- ACTION ITEM -
Will you return, word for word, only the lines from the top of the data below down to and including the one with "Target = grassy field"?
EXTRACTED ENTRIES below:
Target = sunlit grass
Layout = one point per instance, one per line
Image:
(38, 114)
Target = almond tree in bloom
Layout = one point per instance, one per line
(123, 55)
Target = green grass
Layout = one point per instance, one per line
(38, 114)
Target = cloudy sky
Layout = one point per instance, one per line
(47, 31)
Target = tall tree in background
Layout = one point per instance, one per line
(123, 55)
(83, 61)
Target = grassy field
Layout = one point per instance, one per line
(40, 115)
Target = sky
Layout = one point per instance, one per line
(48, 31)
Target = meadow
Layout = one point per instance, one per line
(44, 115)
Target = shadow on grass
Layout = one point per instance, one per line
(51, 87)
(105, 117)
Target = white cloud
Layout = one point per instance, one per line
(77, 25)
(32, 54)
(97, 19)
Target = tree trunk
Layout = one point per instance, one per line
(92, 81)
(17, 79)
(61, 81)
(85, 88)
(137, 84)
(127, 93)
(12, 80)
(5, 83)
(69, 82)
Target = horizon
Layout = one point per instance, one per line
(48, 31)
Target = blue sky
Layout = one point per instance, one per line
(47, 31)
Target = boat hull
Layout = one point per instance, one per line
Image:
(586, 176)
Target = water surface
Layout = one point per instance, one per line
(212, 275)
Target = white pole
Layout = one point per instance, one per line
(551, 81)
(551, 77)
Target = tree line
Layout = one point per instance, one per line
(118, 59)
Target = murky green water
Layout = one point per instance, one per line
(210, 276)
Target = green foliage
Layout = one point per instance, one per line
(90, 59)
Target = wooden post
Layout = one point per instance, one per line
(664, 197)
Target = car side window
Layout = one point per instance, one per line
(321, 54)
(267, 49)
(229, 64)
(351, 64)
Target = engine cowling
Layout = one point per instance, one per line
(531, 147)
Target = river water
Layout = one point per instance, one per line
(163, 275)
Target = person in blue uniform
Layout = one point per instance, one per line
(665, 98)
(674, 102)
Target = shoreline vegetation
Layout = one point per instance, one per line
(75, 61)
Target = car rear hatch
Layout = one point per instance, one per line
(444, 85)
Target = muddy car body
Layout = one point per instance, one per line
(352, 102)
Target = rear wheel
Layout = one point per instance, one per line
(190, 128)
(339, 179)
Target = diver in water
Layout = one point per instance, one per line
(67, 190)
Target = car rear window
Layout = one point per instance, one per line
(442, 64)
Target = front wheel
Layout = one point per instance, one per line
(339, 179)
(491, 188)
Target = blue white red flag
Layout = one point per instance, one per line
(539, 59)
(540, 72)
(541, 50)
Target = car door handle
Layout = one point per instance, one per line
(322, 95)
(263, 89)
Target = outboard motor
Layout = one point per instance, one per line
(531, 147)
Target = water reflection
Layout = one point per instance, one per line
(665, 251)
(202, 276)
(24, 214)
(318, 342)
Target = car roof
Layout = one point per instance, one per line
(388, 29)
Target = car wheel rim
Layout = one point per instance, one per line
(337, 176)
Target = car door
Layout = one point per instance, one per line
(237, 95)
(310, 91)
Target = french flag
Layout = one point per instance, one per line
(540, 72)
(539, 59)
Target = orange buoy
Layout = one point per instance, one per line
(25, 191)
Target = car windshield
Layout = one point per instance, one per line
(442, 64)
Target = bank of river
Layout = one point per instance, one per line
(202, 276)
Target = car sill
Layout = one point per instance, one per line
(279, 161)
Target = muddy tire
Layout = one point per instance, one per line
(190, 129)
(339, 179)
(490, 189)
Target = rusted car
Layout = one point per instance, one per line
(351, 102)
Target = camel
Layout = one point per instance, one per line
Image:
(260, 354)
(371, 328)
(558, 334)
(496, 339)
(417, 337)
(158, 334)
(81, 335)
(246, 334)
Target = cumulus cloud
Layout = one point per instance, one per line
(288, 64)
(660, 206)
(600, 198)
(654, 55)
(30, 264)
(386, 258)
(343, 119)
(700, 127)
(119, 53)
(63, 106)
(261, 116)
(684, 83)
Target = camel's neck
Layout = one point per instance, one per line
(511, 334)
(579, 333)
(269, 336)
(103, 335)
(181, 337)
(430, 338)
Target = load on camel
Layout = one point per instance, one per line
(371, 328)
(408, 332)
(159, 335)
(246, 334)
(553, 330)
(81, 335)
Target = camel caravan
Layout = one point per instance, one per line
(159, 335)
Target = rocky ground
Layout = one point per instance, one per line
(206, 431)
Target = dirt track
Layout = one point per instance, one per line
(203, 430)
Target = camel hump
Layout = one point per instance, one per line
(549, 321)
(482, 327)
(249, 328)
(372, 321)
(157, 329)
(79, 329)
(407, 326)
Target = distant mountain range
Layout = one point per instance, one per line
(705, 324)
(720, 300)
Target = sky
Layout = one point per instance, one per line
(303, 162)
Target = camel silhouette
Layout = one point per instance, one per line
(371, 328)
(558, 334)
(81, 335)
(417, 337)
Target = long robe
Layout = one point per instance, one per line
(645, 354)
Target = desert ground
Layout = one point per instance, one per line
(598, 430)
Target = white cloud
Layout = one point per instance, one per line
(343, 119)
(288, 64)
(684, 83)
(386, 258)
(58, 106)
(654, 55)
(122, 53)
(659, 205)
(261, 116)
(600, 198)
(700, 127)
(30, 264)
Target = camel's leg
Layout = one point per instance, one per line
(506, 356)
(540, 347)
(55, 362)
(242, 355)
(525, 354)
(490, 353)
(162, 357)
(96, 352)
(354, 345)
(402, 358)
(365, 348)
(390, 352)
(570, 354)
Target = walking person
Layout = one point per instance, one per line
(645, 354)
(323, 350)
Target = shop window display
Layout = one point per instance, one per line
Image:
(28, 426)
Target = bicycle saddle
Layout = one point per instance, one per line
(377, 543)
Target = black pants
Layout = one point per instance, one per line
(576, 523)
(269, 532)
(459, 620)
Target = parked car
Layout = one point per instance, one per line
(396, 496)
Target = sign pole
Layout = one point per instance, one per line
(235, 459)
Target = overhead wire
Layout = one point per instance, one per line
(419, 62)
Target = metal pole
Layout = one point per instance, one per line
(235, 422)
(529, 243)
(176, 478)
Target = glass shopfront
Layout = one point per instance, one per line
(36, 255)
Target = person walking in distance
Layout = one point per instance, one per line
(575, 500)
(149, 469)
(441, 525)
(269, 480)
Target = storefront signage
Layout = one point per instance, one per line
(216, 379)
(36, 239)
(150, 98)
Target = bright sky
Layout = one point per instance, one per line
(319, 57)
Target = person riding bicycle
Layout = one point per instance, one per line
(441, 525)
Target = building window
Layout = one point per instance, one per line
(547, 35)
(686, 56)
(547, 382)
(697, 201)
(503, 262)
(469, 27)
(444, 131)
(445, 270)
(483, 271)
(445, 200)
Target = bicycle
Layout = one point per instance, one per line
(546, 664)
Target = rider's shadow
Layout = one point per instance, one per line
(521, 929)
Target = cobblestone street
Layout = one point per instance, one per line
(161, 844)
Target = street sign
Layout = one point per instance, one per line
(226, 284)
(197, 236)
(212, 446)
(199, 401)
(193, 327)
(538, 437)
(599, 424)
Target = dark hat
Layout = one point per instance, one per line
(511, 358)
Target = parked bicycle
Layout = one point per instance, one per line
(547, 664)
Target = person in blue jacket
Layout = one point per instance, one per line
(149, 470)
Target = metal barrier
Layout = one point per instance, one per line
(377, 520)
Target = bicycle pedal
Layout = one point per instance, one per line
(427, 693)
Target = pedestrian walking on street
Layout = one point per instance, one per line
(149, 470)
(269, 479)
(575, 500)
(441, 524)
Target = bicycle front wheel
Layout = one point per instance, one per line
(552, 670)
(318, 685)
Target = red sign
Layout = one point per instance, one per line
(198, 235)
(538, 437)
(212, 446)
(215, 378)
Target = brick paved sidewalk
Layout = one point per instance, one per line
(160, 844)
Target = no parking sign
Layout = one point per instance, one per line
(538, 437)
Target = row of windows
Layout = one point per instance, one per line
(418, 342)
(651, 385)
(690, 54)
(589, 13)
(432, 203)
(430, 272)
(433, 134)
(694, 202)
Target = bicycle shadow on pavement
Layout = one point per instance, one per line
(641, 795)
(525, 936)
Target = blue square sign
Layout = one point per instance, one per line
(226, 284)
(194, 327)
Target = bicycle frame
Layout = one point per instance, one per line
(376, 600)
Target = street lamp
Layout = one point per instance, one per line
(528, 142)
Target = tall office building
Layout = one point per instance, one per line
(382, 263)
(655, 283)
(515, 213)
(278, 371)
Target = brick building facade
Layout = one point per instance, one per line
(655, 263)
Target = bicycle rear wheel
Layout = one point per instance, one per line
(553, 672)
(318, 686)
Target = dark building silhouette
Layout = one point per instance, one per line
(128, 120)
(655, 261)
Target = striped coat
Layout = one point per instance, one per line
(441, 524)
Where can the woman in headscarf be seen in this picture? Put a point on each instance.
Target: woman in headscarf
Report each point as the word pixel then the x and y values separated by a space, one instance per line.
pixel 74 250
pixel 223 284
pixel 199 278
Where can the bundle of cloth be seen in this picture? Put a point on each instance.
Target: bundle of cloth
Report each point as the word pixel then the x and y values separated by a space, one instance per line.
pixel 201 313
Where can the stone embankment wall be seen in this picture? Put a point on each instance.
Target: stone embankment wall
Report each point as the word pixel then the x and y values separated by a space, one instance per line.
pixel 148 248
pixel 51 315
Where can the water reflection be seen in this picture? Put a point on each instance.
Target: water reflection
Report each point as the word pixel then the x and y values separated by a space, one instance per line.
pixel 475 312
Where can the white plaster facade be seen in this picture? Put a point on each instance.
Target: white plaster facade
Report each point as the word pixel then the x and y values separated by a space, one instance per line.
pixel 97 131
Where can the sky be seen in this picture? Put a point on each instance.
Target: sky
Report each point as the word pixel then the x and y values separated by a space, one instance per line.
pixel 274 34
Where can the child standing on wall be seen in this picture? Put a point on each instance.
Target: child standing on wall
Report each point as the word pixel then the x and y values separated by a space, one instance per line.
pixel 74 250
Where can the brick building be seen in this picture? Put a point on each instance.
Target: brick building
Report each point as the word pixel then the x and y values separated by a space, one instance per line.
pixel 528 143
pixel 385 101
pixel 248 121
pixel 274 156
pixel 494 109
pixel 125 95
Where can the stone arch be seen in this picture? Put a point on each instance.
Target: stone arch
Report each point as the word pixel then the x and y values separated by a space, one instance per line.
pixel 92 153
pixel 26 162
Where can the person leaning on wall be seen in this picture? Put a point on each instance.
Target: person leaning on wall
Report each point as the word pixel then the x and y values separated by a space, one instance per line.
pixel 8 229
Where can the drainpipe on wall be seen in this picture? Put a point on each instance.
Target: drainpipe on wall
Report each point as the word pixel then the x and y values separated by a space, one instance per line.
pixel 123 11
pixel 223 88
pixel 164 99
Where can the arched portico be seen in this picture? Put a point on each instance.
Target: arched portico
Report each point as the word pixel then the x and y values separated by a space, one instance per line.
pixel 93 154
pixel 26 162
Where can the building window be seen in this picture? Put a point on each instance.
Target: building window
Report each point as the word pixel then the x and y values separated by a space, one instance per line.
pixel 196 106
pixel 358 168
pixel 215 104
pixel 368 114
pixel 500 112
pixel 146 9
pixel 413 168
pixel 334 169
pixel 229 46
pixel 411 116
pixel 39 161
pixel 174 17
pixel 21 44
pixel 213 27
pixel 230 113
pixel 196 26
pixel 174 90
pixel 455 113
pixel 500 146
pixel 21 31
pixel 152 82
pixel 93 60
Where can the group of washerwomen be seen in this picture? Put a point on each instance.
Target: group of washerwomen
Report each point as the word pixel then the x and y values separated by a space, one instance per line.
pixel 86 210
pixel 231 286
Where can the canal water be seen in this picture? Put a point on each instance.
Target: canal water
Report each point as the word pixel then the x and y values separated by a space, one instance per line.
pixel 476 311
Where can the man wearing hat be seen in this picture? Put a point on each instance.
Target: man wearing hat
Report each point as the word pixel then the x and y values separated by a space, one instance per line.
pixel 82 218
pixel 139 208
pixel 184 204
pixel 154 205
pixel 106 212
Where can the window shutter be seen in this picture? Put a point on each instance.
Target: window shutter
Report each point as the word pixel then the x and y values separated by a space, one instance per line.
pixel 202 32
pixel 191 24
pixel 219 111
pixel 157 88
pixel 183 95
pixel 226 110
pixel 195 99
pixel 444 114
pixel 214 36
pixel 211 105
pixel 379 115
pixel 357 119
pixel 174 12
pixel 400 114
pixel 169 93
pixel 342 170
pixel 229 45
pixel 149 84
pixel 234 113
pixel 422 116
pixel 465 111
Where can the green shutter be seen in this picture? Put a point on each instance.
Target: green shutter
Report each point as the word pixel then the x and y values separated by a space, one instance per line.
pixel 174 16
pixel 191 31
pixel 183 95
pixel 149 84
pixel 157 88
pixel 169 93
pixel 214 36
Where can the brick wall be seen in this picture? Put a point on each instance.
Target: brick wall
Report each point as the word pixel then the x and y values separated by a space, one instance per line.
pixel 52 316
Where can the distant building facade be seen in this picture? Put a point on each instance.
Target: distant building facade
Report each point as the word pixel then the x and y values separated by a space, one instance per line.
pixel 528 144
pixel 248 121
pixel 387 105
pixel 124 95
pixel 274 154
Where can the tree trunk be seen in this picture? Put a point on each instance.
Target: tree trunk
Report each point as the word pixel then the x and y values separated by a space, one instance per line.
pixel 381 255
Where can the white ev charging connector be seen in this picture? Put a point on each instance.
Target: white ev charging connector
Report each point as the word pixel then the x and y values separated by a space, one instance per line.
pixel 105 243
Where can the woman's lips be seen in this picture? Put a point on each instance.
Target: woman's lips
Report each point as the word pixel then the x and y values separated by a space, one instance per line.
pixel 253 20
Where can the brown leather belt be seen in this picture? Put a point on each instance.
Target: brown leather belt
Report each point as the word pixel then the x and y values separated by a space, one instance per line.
End of EXTRACTED ENTRIES.
- THE ANSWER -
Target = sunlit grass
Layout = one point per instance, one per line
Image:
(38, 114)
Target = almond tree in bloom
Layout = one point per instance, one per line
(123, 55)
Target = green grass
Layout = one point per instance, one per line
(38, 114)
Target = cloudy sky
Layout = one point per instance, one per line
(47, 31)
Target = tall tree in background
Layout = one point per instance, one per line
(123, 55)
(83, 61)
Target = grassy field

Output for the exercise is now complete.